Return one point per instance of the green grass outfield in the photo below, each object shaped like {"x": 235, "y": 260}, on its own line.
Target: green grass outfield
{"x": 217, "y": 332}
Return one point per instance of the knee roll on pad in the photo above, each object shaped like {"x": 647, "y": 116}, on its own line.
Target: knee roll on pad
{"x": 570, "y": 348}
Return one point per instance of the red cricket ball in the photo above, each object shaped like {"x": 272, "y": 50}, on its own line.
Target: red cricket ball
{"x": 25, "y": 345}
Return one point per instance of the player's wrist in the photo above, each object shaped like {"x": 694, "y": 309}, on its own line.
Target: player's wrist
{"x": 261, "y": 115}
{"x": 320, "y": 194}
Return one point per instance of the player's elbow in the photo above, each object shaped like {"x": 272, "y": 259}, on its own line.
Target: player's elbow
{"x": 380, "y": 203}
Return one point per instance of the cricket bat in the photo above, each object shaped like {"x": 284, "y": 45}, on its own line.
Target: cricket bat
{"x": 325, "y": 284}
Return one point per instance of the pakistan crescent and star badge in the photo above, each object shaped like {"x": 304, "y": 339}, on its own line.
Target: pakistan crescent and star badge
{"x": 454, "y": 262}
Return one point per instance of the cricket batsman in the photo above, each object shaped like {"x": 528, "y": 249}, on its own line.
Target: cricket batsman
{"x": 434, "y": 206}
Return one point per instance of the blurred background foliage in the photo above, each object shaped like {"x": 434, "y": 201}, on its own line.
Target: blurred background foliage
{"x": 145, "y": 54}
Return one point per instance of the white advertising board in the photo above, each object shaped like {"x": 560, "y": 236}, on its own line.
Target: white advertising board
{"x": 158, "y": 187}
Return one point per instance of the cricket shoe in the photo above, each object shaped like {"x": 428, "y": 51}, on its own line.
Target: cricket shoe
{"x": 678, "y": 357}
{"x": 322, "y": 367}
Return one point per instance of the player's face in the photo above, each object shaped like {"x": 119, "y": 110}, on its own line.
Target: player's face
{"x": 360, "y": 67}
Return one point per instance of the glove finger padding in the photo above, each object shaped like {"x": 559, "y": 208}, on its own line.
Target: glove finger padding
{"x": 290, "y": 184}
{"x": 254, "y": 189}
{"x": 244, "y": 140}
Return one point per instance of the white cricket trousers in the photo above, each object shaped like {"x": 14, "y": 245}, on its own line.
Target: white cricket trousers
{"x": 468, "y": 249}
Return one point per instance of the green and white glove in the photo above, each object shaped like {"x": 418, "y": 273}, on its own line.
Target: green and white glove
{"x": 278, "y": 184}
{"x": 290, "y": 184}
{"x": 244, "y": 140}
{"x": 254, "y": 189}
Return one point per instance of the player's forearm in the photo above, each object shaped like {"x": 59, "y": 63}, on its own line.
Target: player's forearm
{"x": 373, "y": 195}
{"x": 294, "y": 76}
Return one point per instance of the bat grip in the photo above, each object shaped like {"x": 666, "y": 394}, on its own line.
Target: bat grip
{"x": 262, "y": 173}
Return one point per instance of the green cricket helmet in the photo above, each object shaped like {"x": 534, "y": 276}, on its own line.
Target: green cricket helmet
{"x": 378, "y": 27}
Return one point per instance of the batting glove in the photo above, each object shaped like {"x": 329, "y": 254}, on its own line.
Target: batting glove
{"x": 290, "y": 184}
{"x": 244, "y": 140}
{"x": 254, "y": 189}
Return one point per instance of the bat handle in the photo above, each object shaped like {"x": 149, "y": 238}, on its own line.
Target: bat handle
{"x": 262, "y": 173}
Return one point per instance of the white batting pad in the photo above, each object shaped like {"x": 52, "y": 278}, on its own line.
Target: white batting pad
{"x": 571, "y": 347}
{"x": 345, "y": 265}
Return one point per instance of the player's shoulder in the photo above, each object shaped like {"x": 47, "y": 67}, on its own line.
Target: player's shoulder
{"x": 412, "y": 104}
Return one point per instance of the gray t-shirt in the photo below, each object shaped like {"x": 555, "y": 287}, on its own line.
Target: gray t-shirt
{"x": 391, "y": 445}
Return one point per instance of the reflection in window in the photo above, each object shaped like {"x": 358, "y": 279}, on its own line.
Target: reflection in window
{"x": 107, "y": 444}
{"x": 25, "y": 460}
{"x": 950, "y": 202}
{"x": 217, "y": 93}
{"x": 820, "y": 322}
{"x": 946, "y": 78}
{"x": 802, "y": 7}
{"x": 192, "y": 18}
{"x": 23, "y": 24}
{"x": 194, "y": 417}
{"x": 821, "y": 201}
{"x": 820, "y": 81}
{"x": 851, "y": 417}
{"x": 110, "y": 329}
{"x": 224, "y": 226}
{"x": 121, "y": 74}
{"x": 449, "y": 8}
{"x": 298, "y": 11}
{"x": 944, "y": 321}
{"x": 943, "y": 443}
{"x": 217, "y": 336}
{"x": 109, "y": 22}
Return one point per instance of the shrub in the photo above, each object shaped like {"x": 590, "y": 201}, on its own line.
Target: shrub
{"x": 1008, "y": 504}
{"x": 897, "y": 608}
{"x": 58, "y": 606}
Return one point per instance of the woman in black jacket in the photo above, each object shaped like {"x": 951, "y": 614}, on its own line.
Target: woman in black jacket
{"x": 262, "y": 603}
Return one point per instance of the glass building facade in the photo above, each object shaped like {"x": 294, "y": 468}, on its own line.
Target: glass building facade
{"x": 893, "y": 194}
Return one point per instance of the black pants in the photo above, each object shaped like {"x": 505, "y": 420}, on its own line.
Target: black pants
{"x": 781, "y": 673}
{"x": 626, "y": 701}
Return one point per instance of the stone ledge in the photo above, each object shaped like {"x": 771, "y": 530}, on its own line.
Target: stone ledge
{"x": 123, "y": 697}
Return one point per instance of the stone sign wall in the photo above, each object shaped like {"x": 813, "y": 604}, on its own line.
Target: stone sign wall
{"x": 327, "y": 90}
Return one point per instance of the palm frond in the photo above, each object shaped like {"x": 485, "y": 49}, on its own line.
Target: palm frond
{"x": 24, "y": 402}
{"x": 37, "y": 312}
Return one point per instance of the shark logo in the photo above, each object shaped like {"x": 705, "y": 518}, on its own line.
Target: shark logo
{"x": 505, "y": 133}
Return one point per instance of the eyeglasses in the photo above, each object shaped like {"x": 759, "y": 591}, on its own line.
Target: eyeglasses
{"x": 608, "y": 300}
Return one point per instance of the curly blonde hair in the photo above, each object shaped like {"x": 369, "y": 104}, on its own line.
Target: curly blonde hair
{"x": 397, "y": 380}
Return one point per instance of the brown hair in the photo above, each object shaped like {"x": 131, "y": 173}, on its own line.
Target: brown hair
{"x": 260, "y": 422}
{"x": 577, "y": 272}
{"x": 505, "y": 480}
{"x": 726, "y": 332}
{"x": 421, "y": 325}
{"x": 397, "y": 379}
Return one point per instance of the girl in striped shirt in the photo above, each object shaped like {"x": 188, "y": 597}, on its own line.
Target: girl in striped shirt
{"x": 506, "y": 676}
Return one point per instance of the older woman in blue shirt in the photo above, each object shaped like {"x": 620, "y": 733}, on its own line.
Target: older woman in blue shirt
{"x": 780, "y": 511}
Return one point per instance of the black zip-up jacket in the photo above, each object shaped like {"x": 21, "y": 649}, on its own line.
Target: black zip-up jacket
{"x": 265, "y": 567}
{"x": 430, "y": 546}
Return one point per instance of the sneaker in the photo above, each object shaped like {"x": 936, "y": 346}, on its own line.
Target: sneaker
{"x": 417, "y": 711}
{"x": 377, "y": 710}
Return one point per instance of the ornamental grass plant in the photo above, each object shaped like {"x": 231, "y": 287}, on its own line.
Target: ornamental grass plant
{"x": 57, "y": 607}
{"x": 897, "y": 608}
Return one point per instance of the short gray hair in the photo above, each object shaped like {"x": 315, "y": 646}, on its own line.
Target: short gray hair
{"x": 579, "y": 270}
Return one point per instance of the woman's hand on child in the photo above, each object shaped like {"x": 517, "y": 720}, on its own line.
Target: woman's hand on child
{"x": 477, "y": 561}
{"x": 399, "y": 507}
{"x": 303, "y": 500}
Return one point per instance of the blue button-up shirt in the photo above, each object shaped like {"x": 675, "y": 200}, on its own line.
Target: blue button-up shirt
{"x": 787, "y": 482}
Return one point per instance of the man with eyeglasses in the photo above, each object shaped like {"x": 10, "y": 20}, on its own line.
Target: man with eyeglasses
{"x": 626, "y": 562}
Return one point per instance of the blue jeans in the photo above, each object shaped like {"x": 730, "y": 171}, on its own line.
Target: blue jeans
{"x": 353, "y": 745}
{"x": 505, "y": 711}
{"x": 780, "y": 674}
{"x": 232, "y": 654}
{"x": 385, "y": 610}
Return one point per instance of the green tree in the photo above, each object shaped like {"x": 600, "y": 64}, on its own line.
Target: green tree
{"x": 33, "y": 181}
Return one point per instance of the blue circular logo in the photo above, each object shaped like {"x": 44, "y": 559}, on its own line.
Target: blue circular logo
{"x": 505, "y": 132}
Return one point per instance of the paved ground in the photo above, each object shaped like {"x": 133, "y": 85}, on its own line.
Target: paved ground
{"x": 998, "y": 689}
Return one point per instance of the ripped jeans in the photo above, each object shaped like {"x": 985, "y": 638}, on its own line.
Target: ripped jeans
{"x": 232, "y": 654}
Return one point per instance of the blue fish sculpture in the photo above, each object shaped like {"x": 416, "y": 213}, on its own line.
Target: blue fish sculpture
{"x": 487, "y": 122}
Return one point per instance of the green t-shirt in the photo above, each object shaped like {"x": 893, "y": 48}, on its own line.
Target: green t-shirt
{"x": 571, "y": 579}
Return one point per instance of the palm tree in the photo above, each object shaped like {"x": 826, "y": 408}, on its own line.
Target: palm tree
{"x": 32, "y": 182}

■ ■ ■ ■ ■ ■ ■

→ **Task goal**
Format the rows from the line containing "Return one point per instance of the green t-shirt" through the last line of the rows, inclusive, as a JSON list of strings, with one string per line and blank lines left out.

→ **Reply**
[
  "Return one point per instance of the green t-shirt in the photo above, each object shaped like {\"x\": 893, \"y\": 48}, on its own line.",
  "Target: green t-shirt",
  "{\"x\": 571, \"y\": 579}",
  "Return one point per instance of the palm tree in the photo above, each object shaped like {\"x\": 826, \"y\": 408}, on its own line.",
  "Target: palm tree",
  "{\"x\": 32, \"y\": 182}"
]